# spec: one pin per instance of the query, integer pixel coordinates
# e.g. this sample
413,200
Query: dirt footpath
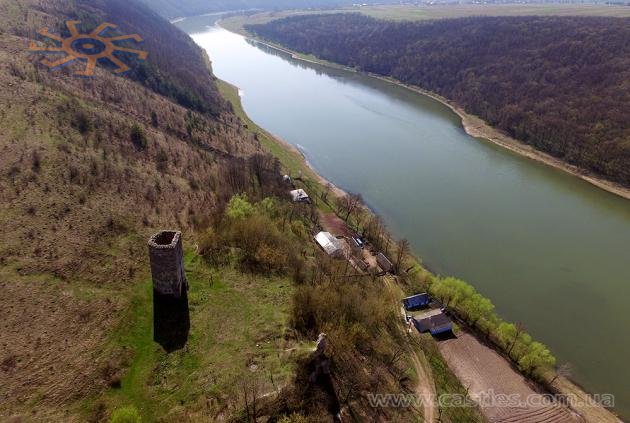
483,372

- - - -

## WORK ITEM
Word for word, restate all of the entries above and leave each picture out.

## WRITTEN ANSWER
# spec: one pin per instance of the query, integer pixel coordinates
# e.g. this sample
413,200
Query: dirt footpath
483,372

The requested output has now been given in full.